Exercise objective -> Revise the records by replacing "instance" with "object" and leaving everything else as it is.

Entries from a point annotation set:
***
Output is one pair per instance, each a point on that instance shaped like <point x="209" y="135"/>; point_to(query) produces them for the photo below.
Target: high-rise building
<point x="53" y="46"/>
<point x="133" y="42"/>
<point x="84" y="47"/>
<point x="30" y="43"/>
***
Output ->
Output is one pair per object, each a point on that object shaped like <point x="209" y="135"/>; point_to(query) produces them for the photo below.
Target: high-rise building
<point x="53" y="46"/>
<point x="133" y="42"/>
<point x="84" y="47"/>
<point x="30" y="43"/>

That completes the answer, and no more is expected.